## Work to be completed
Copy every line of the entries below word for word, keeping their spacing and punctuation unchanged.

## Supplied material
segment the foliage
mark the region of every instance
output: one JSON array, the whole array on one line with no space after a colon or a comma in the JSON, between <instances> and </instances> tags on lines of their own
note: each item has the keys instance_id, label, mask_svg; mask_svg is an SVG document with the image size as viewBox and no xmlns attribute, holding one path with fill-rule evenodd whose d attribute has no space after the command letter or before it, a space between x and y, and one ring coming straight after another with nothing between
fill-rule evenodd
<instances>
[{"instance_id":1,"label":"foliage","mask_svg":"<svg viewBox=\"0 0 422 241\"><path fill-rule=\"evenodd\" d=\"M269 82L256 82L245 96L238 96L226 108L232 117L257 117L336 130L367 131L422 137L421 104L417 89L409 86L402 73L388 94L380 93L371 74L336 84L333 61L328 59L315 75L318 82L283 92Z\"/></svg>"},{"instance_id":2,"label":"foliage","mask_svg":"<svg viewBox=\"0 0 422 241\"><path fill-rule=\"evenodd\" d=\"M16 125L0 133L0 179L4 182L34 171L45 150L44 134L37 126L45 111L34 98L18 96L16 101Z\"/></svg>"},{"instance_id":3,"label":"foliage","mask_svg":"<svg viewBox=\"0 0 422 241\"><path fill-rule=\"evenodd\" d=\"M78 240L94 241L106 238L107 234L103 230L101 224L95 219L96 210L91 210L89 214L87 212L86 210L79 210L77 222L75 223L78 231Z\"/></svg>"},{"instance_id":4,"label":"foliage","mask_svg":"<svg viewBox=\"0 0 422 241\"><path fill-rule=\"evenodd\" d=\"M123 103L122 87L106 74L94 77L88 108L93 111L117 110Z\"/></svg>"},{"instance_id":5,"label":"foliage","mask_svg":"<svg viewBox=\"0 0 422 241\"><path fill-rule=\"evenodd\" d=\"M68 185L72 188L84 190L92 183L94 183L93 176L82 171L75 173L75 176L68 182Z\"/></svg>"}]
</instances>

## Solution for this exercise
segment the foliage
mark the region of every instance
output: one JSON array, the whole array on one line with no space after a colon or a comma in the JSON, between <instances> and </instances> tags on lines of their own
note: each item has the keys instance_id, label, mask_svg; mask_svg is an SVG document with the image size as viewBox and no xmlns attribute, holding one path with fill-rule evenodd whose d attribute has no space after the command letter or before it, a space between x and y, and one ring coming straight after another with nothing between
fill-rule evenodd
<instances>
[{"instance_id":1,"label":"foliage","mask_svg":"<svg viewBox=\"0 0 422 241\"><path fill-rule=\"evenodd\" d=\"M269 82L256 82L245 96L238 96L226 108L232 117L257 117L336 130L367 131L422 137L421 104L417 89L409 86L402 73L388 94L380 93L371 74L336 84L333 61L328 59L315 75L318 82L283 92Z\"/></svg>"},{"instance_id":2,"label":"foliage","mask_svg":"<svg viewBox=\"0 0 422 241\"><path fill-rule=\"evenodd\" d=\"M16 125L0 133L0 179L4 182L34 171L45 150L44 134L37 126L45 111L34 98L18 96L16 101Z\"/></svg>"},{"instance_id":3,"label":"foliage","mask_svg":"<svg viewBox=\"0 0 422 241\"><path fill-rule=\"evenodd\" d=\"M78 240L94 241L106 238L107 234L103 230L101 224L95 219L96 210L91 210L89 214L87 212L86 210L79 210L77 222L75 223L78 231Z\"/></svg>"},{"instance_id":4,"label":"foliage","mask_svg":"<svg viewBox=\"0 0 422 241\"><path fill-rule=\"evenodd\" d=\"M123 103L122 87L106 74L94 77L88 108L93 111L117 110Z\"/></svg>"},{"instance_id":5,"label":"foliage","mask_svg":"<svg viewBox=\"0 0 422 241\"><path fill-rule=\"evenodd\" d=\"M68 185L72 188L84 190L92 183L94 183L93 176L82 171L75 173L75 176L68 182Z\"/></svg>"}]
</instances>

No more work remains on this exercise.